PASSAGE CITÉ -
- - - - -

Bonjour !
Avant-hier, en signalant ce que j'estime être une étonnante
affirmation erronée souvent lue sur "Summilux" - difficulté de mettre au point un objectif de longue distance focale à travers un viseur de Leica "M" dont le grandissement est x 0,58 -, je ne pensais pas ouvrir une discussion aussi animée, qui susciterait perplexité ou controverse. Aussi je vais apporter d'autres éléments qui, je l'espère, clarifieront ce sympathique débat !
Je résume ce que j'écrivais : la difficulté de mise au point en question n'est pas liée à la longue distance focale de l'objectif, cette difficulté demeure la même quelle que soit cette distance focale (car le télémètre fonctionne de façon identique quel que soit l'objectif monté sur le boîtier, grand angulaire ou longue focale). Cette difficulté de mise au point est uniquement liée au faible grandissement du viseur, qui diminue l'ampleur des détails du champ susceptibles de fournir un repère à l'oeil, lequel cherche à les différencier au moyen du télémètre. En revanche, l'unique difficulté réellement liée à l'emploi d'un objectif à longue distance focale est le cadrage, car le cadre correspondant apparaît très petit ; voici ce que j'appelais l'inévitable rançon du viseur multifocal...

- - - - -

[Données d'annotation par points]
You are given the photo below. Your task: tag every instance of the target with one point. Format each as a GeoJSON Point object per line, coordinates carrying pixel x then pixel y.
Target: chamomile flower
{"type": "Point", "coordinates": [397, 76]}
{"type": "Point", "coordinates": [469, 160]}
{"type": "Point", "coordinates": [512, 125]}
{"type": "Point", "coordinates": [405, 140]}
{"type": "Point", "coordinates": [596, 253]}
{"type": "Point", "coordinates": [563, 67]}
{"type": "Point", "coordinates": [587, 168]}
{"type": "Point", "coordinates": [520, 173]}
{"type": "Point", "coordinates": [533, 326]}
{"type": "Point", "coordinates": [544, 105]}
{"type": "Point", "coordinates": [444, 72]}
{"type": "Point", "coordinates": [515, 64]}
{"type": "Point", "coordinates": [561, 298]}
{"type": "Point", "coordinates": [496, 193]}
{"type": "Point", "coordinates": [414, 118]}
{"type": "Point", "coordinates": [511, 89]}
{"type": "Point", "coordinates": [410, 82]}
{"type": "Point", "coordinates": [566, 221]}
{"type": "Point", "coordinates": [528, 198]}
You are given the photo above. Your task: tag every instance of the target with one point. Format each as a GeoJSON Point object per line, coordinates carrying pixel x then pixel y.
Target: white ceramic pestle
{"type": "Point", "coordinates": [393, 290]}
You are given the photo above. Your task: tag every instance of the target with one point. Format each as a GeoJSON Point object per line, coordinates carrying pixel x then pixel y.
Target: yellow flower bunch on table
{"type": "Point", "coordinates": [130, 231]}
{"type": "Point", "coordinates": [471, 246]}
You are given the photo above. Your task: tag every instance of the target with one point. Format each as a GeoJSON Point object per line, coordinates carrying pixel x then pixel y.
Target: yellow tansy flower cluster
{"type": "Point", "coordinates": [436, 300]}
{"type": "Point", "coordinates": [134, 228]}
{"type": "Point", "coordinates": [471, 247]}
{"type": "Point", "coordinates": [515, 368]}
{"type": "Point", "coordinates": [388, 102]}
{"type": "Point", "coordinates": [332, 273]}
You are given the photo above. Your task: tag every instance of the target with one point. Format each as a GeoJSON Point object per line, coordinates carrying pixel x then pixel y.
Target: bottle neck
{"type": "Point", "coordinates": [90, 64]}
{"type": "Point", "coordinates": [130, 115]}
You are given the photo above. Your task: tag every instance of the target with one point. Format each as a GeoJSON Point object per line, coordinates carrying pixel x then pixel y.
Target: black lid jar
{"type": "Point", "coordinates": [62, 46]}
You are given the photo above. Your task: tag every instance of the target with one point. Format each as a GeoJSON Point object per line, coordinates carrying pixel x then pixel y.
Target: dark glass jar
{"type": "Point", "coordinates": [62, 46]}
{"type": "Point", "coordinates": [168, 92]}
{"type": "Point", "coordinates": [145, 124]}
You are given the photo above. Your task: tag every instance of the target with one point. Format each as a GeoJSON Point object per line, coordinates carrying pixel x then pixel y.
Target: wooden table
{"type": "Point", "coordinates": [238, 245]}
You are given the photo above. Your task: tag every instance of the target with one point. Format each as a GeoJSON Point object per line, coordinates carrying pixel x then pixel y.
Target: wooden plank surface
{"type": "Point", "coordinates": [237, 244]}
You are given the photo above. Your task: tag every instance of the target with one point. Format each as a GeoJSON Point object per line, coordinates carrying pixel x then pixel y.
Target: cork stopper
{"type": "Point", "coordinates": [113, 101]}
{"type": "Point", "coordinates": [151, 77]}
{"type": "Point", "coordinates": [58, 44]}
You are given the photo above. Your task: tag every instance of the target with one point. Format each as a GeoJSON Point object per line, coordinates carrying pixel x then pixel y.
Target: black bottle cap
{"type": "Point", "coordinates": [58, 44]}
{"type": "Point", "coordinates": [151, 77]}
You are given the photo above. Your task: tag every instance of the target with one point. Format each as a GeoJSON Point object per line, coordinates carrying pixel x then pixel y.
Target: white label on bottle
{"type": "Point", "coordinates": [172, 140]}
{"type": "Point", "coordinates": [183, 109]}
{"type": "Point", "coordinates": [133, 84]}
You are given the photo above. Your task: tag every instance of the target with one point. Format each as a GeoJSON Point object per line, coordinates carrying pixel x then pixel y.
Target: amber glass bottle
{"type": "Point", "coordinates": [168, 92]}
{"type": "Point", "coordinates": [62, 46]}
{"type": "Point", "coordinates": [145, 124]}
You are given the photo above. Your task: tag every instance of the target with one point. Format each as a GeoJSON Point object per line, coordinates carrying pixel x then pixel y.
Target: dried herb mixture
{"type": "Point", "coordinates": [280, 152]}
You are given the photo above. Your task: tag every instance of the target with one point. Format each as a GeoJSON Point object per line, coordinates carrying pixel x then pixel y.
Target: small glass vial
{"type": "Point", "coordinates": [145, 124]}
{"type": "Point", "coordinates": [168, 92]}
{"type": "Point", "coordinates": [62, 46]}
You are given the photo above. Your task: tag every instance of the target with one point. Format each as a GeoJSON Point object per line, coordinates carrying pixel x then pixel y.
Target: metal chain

- - - - -

CONSIGNE - Réécrivez la partie du passage sur la mise au point avec un viseur de Leica qui commence par « Avant-hier, en signalant » et se termine par « sympathique débat ! », en remplaçant « discussion » par « conversation ».

RÉPONSE RÉDIGÉE -
Avant-hier, en signalant ce que j'estime être une étonnante
affirmation erronée souvent lue sur "Summilux" - difficulté de mettre au point un objectif de longue distance focale à travers un viseur de Leica "M" dont le grandissement est x 0,58 -, je ne pensais pas ouvrir une conversation aussi animée, qui susciterait perplexité ou controverse. Aussi je vais apporter d'autres éléments qui, je l'espère, clarifieront ce sympathique débat !